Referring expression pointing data

::::::::::

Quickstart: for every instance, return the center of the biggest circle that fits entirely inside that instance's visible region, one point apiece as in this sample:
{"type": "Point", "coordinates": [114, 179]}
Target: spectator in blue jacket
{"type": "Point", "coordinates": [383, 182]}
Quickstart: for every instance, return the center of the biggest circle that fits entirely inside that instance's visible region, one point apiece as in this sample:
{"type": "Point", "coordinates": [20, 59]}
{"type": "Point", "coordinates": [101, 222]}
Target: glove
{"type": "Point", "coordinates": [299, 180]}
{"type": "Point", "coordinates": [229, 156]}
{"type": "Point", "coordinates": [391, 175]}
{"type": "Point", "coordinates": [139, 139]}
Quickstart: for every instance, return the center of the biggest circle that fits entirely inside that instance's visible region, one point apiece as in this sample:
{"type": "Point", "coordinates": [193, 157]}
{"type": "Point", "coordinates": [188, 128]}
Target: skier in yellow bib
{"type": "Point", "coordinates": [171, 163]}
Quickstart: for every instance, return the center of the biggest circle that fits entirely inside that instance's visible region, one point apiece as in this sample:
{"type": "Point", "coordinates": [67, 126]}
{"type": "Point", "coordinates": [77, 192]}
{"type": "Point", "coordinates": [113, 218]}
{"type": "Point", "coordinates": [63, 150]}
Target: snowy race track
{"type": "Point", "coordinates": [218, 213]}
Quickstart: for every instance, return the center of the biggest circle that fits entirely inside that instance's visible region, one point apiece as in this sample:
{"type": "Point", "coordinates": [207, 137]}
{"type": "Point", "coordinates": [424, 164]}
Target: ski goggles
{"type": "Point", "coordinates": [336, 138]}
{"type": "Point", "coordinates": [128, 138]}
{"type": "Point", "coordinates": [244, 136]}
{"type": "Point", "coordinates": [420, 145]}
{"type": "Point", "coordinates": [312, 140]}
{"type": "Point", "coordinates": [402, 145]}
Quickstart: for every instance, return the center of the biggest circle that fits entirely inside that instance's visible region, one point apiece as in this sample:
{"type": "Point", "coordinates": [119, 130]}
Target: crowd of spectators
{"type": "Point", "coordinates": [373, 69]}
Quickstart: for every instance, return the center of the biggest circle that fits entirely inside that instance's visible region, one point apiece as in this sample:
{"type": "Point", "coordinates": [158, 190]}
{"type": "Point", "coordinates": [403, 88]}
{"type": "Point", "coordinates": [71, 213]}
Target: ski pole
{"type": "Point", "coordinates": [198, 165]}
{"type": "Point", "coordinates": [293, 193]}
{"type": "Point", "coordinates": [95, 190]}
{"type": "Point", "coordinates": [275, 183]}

::::::::::

TASK DIRECTIONS
Start to finish, restate the records above word for word.

FINISHED TASK
Quickstart: for every instance, return the center of the biggest circle that fits entirely inside that instance's visible region, one point apiece as in this sample:
{"type": "Point", "coordinates": [114, 179]}
Target: spectator in blue jacket
{"type": "Point", "coordinates": [383, 182]}
Quickstart: for every instance, return the center of the biggest circle that fits entirely inside that instance's visible region, one point apiece as in this sample:
{"type": "Point", "coordinates": [20, 59]}
{"type": "Point", "coordinates": [101, 222]}
Target: glove
{"type": "Point", "coordinates": [299, 180]}
{"type": "Point", "coordinates": [229, 156]}
{"type": "Point", "coordinates": [391, 175]}
{"type": "Point", "coordinates": [139, 139]}
Quickstart: for every instance, return the center of the biggest circle that fits entirely inside that instance's visible region, one point apiece as in this sample:
{"type": "Point", "coordinates": [193, 157]}
{"type": "Point", "coordinates": [188, 128]}
Target: skier in yellow bib
{"type": "Point", "coordinates": [171, 163]}
Quickstart: for every instance, return the center of the biggest circle that fits entirely inside that instance's visible region, one point apiece as in this sample:
{"type": "Point", "coordinates": [67, 126]}
{"type": "Point", "coordinates": [77, 192]}
{"type": "Point", "coordinates": [113, 218]}
{"type": "Point", "coordinates": [63, 150]}
Target: snowy race track
{"type": "Point", "coordinates": [218, 213]}
Quickstart: for every instance, return the center of the biggest circle that fits entirely inside that instance's visible region, one point apiece as in this sample:
{"type": "Point", "coordinates": [207, 137]}
{"type": "Point", "coordinates": [424, 164]}
Target: ski goggles
{"type": "Point", "coordinates": [336, 138]}
{"type": "Point", "coordinates": [128, 138]}
{"type": "Point", "coordinates": [244, 136]}
{"type": "Point", "coordinates": [420, 145]}
{"type": "Point", "coordinates": [312, 140]}
{"type": "Point", "coordinates": [402, 145]}
Quickstart: for every instance, return the center of the biggest circle that fits entirely inside that instance's visible region, one point apiece as in this sample:
{"type": "Point", "coordinates": [119, 130]}
Target: crowd of spectators
{"type": "Point", "coordinates": [373, 69]}
Quickstart: for every instance, return the center of the biggest circle that fits entirely inside that instance's visible region, one point apiece as in this sample:
{"type": "Point", "coordinates": [158, 190]}
{"type": "Point", "coordinates": [403, 88]}
{"type": "Point", "coordinates": [71, 213]}
Target: ski pole
{"type": "Point", "coordinates": [198, 165]}
{"type": "Point", "coordinates": [293, 193]}
{"type": "Point", "coordinates": [95, 190]}
{"type": "Point", "coordinates": [275, 183]}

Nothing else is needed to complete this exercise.